(Dataset entries)
==================================================

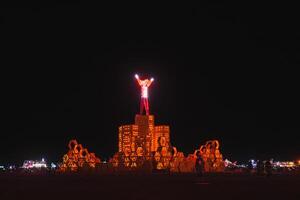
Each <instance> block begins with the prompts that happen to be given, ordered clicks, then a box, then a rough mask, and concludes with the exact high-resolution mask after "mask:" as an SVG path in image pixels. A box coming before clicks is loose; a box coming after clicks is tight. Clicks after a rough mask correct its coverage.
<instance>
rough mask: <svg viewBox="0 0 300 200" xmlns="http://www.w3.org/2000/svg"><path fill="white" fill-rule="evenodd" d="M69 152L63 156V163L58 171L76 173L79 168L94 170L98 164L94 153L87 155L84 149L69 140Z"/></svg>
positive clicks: (84, 149) (76, 142) (75, 141)
mask: <svg viewBox="0 0 300 200" xmlns="http://www.w3.org/2000/svg"><path fill="white" fill-rule="evenodd" d="M68 147H69V151H68V153H67V154H65V155H64V156H63V163H62V164H61V165H60V167H59V171H62V172H65V171H77V170H78V169H80V168H84V167H87V168H95V167H96V165H97V164H100V158H98V157H97V156H96V155H95V153H89V151H88V150H87V149H86V148H83V146H82V145H81V144H78V142H77V141H76V140H70V142H69V144H68Z"/></svg>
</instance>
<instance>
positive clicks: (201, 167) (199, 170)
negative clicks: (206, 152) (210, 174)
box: [195, 152, 204, 176]
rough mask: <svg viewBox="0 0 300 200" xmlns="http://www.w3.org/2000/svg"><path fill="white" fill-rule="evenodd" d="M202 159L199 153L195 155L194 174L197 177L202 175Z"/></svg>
mask: <svg viewBox="0 0 300 200" xmlns="http://www.w3.org/2000/svg"><path fill="white" fill-rule="evenodd" d="M203 164H204V163H203V159H202V157H201V155H200V153H199V152H198V153H197V158H196V164H195V169H196V173H197V175H198V176H202V175H203Z"/></svg>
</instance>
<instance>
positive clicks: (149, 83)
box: [147, 78, 154, 87]
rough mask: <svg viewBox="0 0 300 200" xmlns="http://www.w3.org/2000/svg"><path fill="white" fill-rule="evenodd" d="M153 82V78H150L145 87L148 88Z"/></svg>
mask: <svg viewBox="0 0 300 200" xmlns="http://www.w3.org/2000/svg"><path fill="white" fill-rule="evenodd" d="M153 81H154V78H151V79H150V81H149V82H148V84H147V87H149V86H150V85H151V84H152V82H153Z"/></svg>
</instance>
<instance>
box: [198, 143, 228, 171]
mask: <svg viewBox="0 0 300 200" xmlns="http://www.w3.org/2000/svg"><path fill="white" fill-rule="evenodd" d="M219 147H220V144H219V141H218V140H210V141H207V142H206V144H205V145H202V146H200V148H199V149H198V150H196V151H195V153H194V156H195V157H196V153H197V152H199V153H200V155H201V157H202V159H203V161H204V171H206V172H221V171H224V168H225V164H224V161H223V156H222V154H221V153H220V150H219Z"/></svg>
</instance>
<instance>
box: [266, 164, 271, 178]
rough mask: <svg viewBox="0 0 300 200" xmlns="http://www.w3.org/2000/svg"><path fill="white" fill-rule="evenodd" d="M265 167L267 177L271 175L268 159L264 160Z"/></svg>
mask: <svg viewBox="0 0 300 200" xmlns="http://www.w3.org/2000/svg"><path fill="white" fill-rule="evenodd" d="M265 169H266V174H267V177H269V176H271V175H272V164H271V161H270V160H267V161H266V164H265Z"/></svg>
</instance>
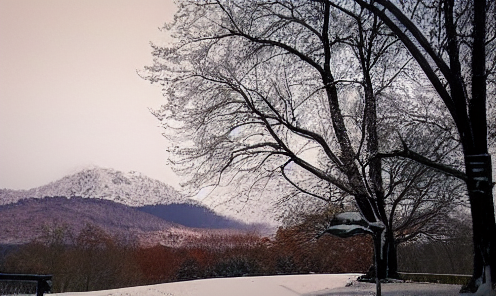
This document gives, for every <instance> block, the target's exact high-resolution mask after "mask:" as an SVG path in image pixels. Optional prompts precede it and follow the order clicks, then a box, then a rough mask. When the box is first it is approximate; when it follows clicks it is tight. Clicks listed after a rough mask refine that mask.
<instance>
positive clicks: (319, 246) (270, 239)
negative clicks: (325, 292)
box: [2, 224, 372, 292]
mask: <svg viewBox="0 0 496 296" xmlns="http://www.w3.org/2000/svg"><path fill="white" fill-rule="evenodd" d="M307 238H308V239H307ZM371 252H372V251H371V242H370V241H369V239H367V238H365V237H355V238H352V239H346V240H344V239H339V238H335V237H331V236H326V237H322V238H320V239H316V238H315V237H314V236H309V235H308V234H302V233H301V229H299V228H297V227H287V228H280V229H279V230H278V231H277V234H276V235H275V237H274V238H273V239H269V238H266V237H261V236H259V235H257V234H254V233H246V234H224V235H222V234H212V235H210V236H202V237H198V238H197V239H196V240H192V241H190V242H189V243H188V245H186V246H182V247H177V248H171V247H166V246H161V245H155V246H152V247H140V246H138V245H137V244H134V243H133V241H129V240H125V239H123V238H120V237H117V236H113V235H110V234H108V233H107V232H105V231H104V230H102V229H101V228H98V227H96V226H94V225H90V224H88V225H86V226H85V227H84V228H83V230H82V231H80V232H79V233H74V231H72V230H71V229H70V228H68V227H63V226H56V227H53V226H52V227H51V228H50V227H46V228H45V229H44V231H43V234H42V235H41V236H40V238H39V239H37V240H35V241H33V242H31V243H29V244H26V245H23V246H21V247H19V248H18V249H16V250H15V251H12V252H10V253H8V254H7V255H6V257H5V258H4V260H3V264H2V265H3V266H2V271H4V272H10V273H36V274H52V275H53V289H52V291H54V292H65V291H90V290H101V289H112V288H119V287H125V286H133V285H145V284H154V283H163V282H170V281H178V280H190V279H197V278H208V277H232V276H246V275H273V274H295V273H309V272H316V273H337V272H363V271H365V270H366V269H367V268H368V267H369V265H370V264H371V262H370V257H371Z"/></svg>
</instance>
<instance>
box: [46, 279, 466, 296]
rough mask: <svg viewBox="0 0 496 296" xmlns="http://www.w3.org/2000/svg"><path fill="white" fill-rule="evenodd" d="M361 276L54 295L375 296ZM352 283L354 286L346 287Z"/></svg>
mask: <svg viewBox="0 0 496 296" xmlns="http://www.w3.org/2000/svg"><path fill="white" fill-rule="evenodd" d="M358 276H359V274H312V275H284V276H264V277H241V278H221V279H205V280H196V281H187V282H177V283H167V284H159V285H150V286H140V287H131V288H123V289H116V290H105V291H94V292H81V293H59V294H57V293H54V294H50V295H60V296H77V295H78V296H121V295H122V296H124V295H126V296H135V295H136V296H137V295H140V296H155V295H157V296H298V295H299V296H337V295H340V296H346V295H368V296H370V295H374V291H375V285H374V284H368V283H357V282H354V280H356V278H357V277H358ZM351 283H353V285H351V286H348V287H346V286H347V285H349V284H351ZM382 287H383V288H382V290H383V293H382V295H383V296H388V295H403V296H408V295H418V296H430V295H438V296H449V295H458V291H459V290H460V286H457V285H439V284H421V283H395V284H383V285H382Z"/></svg>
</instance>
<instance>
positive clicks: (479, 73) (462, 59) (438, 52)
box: [331, 0, 496, 294]
mask: <svg viewBox="0 0 496 296" xmlns="http://www.w3.org/2000/svg"><path fill="white" fill-rule="evenodd" d="M331 4H332V5H333V6H334V7H337V8H339V9H341V10H342V11H345V12H346V13H350V14H358V12H361V9H367V10H368V11H369V12H370V13H371V14H373V15H374V16H376V17H378V18H379V19H380V20H381V21H383V22H384V23H385V25H386V26H387V27H388V28H389V29H390V30H391V32H393V33H394V34H395V35H396V36H397V37H398V38H399V39H400V40H401V43H402V44H403V45H404V46H405V48H407V49H408V52H409V56H410V57H412V58H414V59H415V60H416V62H417V64H418V65H419V67H420V68H421V70H422V72H423V73H424V74H425V77H427V79H428V80H429V81H430V83H431V85H432V86H433V88H434V89H435V90H436V92H437V94H438V97H439V98H440V99H441V100H442V102H443V103H444V105H445V106H446V108H447V109H448V111H449V114H450V117H451V118H452V119H453V121H454V124H455V126H456V128H457V131H458V135H459V138H460V143H461V146H462V151H463V156H464V160H465V162H464V169H465V172H463V171H458V170H456V169H454V168H452V167H450V166H446V165H444V164H443V163H441V162H437V161H436V160H432V159H429V158H428V157H425V156H423V155H421V154H420V153H416V152H414V151H413V150H414V148H413V147H408V146H404V147H403V149H401V150H398V151H396V152H395V153H391V154H389V155H388V156H401V157H406V158H410V159H413V160H415V161H417V162H419V163H422V164H424V165H427V166H430V167H432V168H435V169H437V170H440V171H443V172H444V173H447V174H451V175H453V176H456V177H458V178H460V179H462V180H463V181H465V182H466V184H467V188H468V196H469V200H470V206H471V212H472V224H473V238H474V249H475V252H474V274H473V279H472V282H471V283H470V284H469V286H468V287H467V289H466V291H468V292H476V291H478V289H479V288H480V289H481V291H480V293H483V292H482V291H483V289H489V290H490V289H491V284H492V285H493V288H492V293H493V294H494V283H495V279H496V245H495V244H496V226H495V217H494V201H493V195H492V187H493V183H492V168H491V158H490V155H489V153H488V141H487V139H488V130H487V127H488V125H487V113H486V101H487V92H488V90H489V91H490V94H492V95H493V97H492V99H494V82H491V77H492V78H494V69H495V62H496V61H495V51H494V49H495V47H496V28H495V27H496V21H495V5H496V4H495V3H494V1H489V2H487V3H486V1H485V0H481V1H468V0H467V1H454V0H438V1H429V2H425V1H398V2H396V1H388V0H377V1H366V0H355V1H353V4H352V5H351V6H350V5H349V4H348V3H344V2H340V1H332V3H331ZM353 5H358V6H359V7H360V9H356V7H352V6H353ZM493 80H494V79H493ZM488 82H489V83H488ZM491 88H492V91H491ZM383 156H386V155H383ZM485 283H487V284H485ZM484 284H485V285H484ZM487 287H489V288H487Z"/></svg>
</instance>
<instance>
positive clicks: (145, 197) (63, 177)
mask: <svg viewBox="0 0 496 296" xmlns="http://www.w3.org/2000/svg"><path fill="white" fill-rule="evenodd" d="M45 196H67V197H71V196H80V197H83V198H98V199H105V200H111V201H115V202H118V203H121V204H124V205H128V206H134V207H138V206H144V205H155V204H171V203H195V201H193V200H191V199H188V198H186V197H184V196H182V195H181V194H180V193H179V192H177V191H176V190H175V189H174V188H172V187H171V186H169V185H167V184H165V183H163V182H160V181H158V180H155V179H152V178H149V177H147V176H144V175H142V174H140V173H137V172H129V173H123V172H120V171H116V170H113V169H104V168H91V169H85V170H82V171H80V172H78V173H75V174H73V175H69V176H65V177H63V178H62V179H60V180H57V181H54V182H51V183H49V184H47V185H43V186H40V187H37V188H33V189H29V190H11V189H0V204H9V203H15V202H17V201H19V200H21V199H24V198H43V197H45Z"/></svg>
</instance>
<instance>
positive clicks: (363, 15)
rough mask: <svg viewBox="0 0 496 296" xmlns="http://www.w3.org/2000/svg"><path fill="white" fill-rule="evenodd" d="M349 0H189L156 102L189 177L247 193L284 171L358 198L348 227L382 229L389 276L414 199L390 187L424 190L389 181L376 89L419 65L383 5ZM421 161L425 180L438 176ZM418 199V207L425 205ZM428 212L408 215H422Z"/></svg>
mask: <svg viewBox="0 0 496 296" xmlns="http://www.w3.org/2000/svg"><path fill="white" fill-rule="evenodd" d="M348 3H350V2H347V1H344V2H342V3H341V2H339V3H334V2H332V3H331V2H328V1H314V2H299V1H270V2H266V1H229V2H227V1H201V2H199V1H189V2H188V1H184V2H181V3H180V5H179V12H178V13H177V15H176V18H175V21H174V23H173V24H171V25H170V26H169V27H168V29H171V30H172V32H173V36H175V37H176V40H178V42H177V43H176V44H175V45H173V46H172V47H170V48H164V47H159V46H154V47H153V49H154V51H153V55H154V58H155V60H154V64H153V65H152V66H150V67H147V68H146V73H144V74H143V75H144V76H145V78H146V79H148V80H150V81H151V82H156V83H160V84H162V85H163V87H164V95H165V97H166V100H167V101H166V104H165V105H163V106H162V108H161V109H160V110H157V111H155V112H154V114H155V116H157V118H159V119H160V120H161V121H162V123H163V126H164V128H165V132H164V134H165V135H166V136H168V137H169V138H170V139H171V140H173V141H174V143H175V146H174V147H173V148H172V149H171V155H172V156H171V162H172V164H173V167H174V168H175V170H176V171H177V172H178V173H179V174H183V175H185V176H188V177H189V180H188V181H187V182H186V183H185V185H186V187H187V188H189V189H191V190H193V191H195V190H199V189H201V188H202V187H206V186H219V185H228V184H230V185H232V186H233V187H235V188H236V189H237V191H236V193H239V194H243V196H238V198H241V199H242V198H247V199H248V198H250V197H252V196H253V195H255V194H258V195H260V194H261V192H263V190H264V189H267V188H268V187H270V188H271V189H272V190H274V191H280V193H281V195H282V194H283V193H284V192H283V189H282V188H281V187H279V185H280V184H282V182H285V183H286V184H290V185H291V186H293V187H294V188H296V189H297V192H298V194H299V195H302V194H305V195H308V196H312V197H314V198H317V199H319V200H321V201H324V202H342V201H345V200H350V199H352V200H353V201H354V203H355V204H356V207H357V209H358V210H359V212H360V214H361V219H362V220H363V222H364V223H362V224H363V225H359V226H360V227H361V228H354V229H353V228H350V227H348V228H346V231H351V232H354V231H356V230H357V229H362V230H363V231H366V232H369V233H371V234H372V235H373V236H374V243H375V246H376V255H375V257H376V259H377V260H378V263H379V264H377V265H378V266H379V267H380V268H379V271H378V277H386V276H388V275H391V274H393V275H394V273H395V272H396V253H395V251H394V250H395V242H394V230H393V220H394V219H393V218H394V214H391V213H394V211H395V209H402V210H405V211H407V209H408V206H407V205H404V204H401V203H400V201H398V202H397V205H396V208H393V207H392V206H389V205H391V204H394V202H393V203H390V202H388V198H389V197H392V196H393V195H395V196H396V198H400V200H405V199H403V197H405V196H409V199H408V200H412V198H415V196H416V195H415V194H412V193H411V192H413V189H412V188H415V187H414V186H411V185H410V186H406V185H405V186H404V188H403V189H402V190H399V189H398V188H400V187H401V184H407V182H408V181H407V180H404V181H402V182H399V183H397V185H395V186H393V187H394V188H395V189H394V190H393V187H388V188H389V189H388V190H386V189H385V188H384V185H385V184H389V183H387V182H386V183H385V182H384V180H383V172H384V169H386V170H394V168H395V167H396V166H398V165H399V164H398V163H396V164H394V163H391V164H387V167H386V168H385V167H383V161H382V159H381V157H386V156H393V155H394V156H398V155H397V154H398V153H396V152H395V153H391V154H385V153H380V151H379V148H380V145H379V135H378V127H377V119H378V118H377V116H378V115H377V112H378V111H377V108H378V100H379V99H381V98H384V97H386V96H387V95H388V92H391V90H394V89H395V88H397V87H399V86H400V85H405V84H409V83H411V78H410V76H411V75H409V71H410V72H412V71H413V73H415V70H416V69H418V68H417V66H413V67H412V66H411V64H412V62H411V61H412V60H413V59H412V58H409V55H408V50H409V48H405V47H403V46H402V45H401V43H400V42H399V41H402V39H401V38H398V37H396V36H395V35H394V34H393V33H396V32H394V31H393V33H392V30H391V28H390V27H389V23H387V22H386V21H384V20H382V18H381V16H382V15H380V14H373V13H369V10H370V9H371V5H366V4H368V3H366V2H360V3H359V4H362V6H360V5H358V4H354V5H351V6H350V7H345V6H344V5H345V4H346V5H348ZM405 57H406V58H405ZM410 74H411V73H410ZM356 102H361V104H362V106H363V107H362V108H361V109H360V112H359V117H358V118H359V119H358V120H357V117H356V116H352V115H353V112H354V111H356V110H355V109H354V106H355V105H356ZM448 109H449V108H448ZM402 147H408V146H407V145H404V146H402ZM408 151H409V152H411V151H410V150H408ZM409 165H411V164H409ZM399 166H401V165H399ZM446 167H447V166H442V168H443V169H444V168H446ZM436 169H439V168H436ZM414 171H415V172H418V173H417V175H415V174H414V175H412V176H411V177H412V178H417V179H418V180H420V179H422V180H425V181H422V182H424V183H425V186H428V185H429V184H432V183H433V181H432V180H433V179H434V178H436V177H434V176H433V175H432V174H431V171H429V170H425V169H424V168H421V167H415V169H414ZM455 173H456V174H458V173H459V171H458V170H456V169H452V170H451V175H454V174H455ZM418 184H420V183H418ZM401 192H406V193H404V194H403V195H402V193H401ZM408 192H409V193H408ZM430 192H431V193H429V195H425V196H428V197H432V195H433V194H435V192H433V191H430ZM407 193H408V194H407ZM429 199H431V198H429ZM391 200H393V201H394V200H396V199H395V198H393V199H391ZM417 200H418V201H419V202H418V203H417V205H416V206H413V207H410V210H411V209H415V210H421V209H422V207H421V206H420V205H425V199H424V200H422V202H420V199H417ZM390 211H392V212H390ZM388 212H389V214H388ZM420 212H421V211H416V214H415V215H417V216H415V215H414V214H412V215H411V216H410V218H408V216H405V219H406V220H408V221H422V218H426V217H427V216H422V215H419V213H420ZM412 213H413V212H412ZM392 217H393V218H392ZM429 217H430V216H429ZM424 220H426V221H428V220H429V219H424ZM403 224H405V223H403ZM423 225H424V226H425V225H426V224H423ZM404 228H406V227H404ZM420 228H421V227H416V229H420ZM327 231H329V232H333V229H328V230H327ZM388 273H389V274H388Z"/></svg>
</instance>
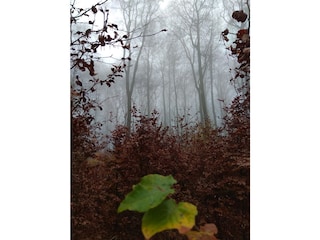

==================================================

PROBLEM TO SOLVE -> Your answer should hold every line of the entries that contains the string "resolution".

TASK ANSWER ->
Each <instance> block begins with the prompts that happen to be given, ordered clicks, then a box, then a rough mask, and concludes with the exact high-resolution mask after "mask:" as an SVG path in image pixels. A box coming before clicks is loose; a box coming after clicks is tight. Clicks after a rough mask correct its coverage.
This document gives, for every <instance> block, the target's exact high-resolution mask after "mask:" as an SVG path in image pixels. Optional prompts precede it and follow the order clicks, then a box, then a rough mask. When the box is first it is approximate; when it follows clicks it is tight. Clicks listed after a rough mask refine that mask.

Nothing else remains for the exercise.